== Task brief ==
Collect every line of the items that contains the string "sleeve", copying each one in full.

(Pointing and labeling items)
------------------------------------------------------------
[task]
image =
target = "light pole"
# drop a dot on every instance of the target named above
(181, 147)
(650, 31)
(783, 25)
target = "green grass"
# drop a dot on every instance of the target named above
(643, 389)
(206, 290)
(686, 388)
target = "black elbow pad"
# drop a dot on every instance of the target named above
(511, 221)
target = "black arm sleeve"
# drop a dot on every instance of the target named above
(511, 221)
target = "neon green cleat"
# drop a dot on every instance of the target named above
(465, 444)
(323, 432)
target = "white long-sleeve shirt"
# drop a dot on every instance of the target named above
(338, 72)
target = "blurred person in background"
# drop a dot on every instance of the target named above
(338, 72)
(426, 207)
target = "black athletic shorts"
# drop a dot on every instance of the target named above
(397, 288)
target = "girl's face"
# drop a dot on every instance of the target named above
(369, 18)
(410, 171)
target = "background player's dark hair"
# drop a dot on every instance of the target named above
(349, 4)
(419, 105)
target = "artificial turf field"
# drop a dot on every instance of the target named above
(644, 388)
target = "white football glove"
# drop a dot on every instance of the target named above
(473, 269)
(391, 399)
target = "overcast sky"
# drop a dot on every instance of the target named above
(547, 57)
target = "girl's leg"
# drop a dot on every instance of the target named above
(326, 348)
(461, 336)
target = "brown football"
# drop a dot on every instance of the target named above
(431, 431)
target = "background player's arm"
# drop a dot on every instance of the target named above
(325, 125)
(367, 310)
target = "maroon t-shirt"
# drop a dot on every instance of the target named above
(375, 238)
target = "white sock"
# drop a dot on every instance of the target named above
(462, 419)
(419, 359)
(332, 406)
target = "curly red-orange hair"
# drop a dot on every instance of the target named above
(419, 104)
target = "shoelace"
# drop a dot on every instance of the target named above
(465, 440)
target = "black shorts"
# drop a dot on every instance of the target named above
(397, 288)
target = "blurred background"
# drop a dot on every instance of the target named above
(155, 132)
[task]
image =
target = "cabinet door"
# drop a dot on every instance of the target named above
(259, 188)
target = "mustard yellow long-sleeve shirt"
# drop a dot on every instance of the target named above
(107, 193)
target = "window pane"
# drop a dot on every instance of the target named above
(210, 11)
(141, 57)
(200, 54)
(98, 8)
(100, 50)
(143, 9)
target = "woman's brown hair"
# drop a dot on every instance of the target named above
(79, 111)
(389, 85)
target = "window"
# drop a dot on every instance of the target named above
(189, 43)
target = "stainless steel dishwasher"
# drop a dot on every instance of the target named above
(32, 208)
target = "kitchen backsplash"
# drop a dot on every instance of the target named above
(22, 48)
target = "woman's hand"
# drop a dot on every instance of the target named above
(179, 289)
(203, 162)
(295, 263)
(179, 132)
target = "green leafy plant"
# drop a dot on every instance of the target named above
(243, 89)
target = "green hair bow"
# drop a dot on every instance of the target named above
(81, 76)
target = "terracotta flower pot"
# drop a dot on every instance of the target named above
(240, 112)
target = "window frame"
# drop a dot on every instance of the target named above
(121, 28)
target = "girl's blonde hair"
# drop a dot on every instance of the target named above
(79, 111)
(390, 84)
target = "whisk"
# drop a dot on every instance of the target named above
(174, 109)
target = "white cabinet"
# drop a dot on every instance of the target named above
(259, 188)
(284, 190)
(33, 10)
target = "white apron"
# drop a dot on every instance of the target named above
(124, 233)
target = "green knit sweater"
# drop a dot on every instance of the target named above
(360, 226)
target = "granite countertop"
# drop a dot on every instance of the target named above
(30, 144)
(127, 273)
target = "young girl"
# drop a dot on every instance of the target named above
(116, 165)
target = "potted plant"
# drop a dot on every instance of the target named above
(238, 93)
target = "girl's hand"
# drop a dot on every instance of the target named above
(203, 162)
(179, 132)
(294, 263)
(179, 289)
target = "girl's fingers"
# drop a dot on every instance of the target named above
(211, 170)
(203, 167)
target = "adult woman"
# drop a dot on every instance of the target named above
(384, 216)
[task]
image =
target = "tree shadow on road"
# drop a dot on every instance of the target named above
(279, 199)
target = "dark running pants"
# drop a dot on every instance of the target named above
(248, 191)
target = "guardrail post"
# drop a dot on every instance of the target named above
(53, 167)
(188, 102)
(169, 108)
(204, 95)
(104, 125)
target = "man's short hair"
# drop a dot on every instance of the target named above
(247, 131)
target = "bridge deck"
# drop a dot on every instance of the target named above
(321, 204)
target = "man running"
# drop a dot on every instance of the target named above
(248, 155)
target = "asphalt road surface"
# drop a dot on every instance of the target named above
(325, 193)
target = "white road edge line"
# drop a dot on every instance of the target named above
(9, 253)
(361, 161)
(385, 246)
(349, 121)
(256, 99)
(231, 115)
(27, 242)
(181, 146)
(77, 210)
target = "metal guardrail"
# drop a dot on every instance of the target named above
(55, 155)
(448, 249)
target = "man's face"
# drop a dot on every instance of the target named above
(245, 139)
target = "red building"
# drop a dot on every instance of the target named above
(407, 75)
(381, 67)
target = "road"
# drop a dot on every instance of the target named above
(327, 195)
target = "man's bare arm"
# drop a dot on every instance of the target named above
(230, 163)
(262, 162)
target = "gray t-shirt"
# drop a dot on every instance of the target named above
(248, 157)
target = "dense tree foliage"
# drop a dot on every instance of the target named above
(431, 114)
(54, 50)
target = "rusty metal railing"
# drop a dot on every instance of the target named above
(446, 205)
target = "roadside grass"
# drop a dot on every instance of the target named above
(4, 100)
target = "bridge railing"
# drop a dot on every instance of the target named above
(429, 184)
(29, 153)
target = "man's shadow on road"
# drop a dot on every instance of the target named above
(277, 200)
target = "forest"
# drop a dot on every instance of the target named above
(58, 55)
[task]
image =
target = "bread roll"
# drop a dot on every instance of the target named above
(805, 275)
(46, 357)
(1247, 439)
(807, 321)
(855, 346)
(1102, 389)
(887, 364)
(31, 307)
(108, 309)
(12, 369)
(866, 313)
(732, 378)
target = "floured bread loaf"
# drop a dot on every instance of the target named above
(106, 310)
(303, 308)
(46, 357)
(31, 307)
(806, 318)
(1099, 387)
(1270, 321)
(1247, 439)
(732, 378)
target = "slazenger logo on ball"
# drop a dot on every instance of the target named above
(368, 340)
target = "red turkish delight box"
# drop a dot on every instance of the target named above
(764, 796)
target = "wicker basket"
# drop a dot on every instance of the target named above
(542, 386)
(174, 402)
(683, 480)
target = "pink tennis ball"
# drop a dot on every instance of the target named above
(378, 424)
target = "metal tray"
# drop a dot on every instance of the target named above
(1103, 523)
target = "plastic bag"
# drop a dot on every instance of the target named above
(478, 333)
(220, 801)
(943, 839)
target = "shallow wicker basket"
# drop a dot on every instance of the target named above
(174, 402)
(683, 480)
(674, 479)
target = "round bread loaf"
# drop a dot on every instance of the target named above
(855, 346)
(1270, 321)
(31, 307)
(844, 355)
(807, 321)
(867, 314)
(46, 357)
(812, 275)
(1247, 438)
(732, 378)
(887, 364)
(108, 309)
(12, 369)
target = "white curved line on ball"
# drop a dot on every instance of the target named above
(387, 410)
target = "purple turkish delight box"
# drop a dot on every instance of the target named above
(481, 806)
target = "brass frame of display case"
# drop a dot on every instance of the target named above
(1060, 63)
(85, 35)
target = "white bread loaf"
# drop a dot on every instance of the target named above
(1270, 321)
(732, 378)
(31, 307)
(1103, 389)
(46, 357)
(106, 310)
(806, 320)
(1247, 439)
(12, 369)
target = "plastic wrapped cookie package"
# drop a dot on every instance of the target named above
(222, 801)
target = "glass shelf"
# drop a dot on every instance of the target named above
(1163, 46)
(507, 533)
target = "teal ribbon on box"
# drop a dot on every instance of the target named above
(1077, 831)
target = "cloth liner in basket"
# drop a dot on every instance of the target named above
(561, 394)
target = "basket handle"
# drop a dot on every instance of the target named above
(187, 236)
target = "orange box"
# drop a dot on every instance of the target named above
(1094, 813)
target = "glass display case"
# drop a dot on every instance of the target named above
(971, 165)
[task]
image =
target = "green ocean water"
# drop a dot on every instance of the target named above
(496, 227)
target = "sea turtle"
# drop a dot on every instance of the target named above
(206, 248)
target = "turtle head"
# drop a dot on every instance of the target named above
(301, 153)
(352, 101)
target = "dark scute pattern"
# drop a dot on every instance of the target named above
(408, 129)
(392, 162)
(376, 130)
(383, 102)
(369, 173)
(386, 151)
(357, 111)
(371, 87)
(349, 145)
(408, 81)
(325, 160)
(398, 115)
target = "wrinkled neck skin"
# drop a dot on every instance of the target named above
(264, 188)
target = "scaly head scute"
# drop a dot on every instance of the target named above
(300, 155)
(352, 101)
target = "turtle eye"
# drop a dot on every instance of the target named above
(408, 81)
------------------------------------------------------------
== Problem solution ==
target = "black arm sleeve"
target = "white long-sleeve shirt"
target = "mustard yellow long-sleeve shirt"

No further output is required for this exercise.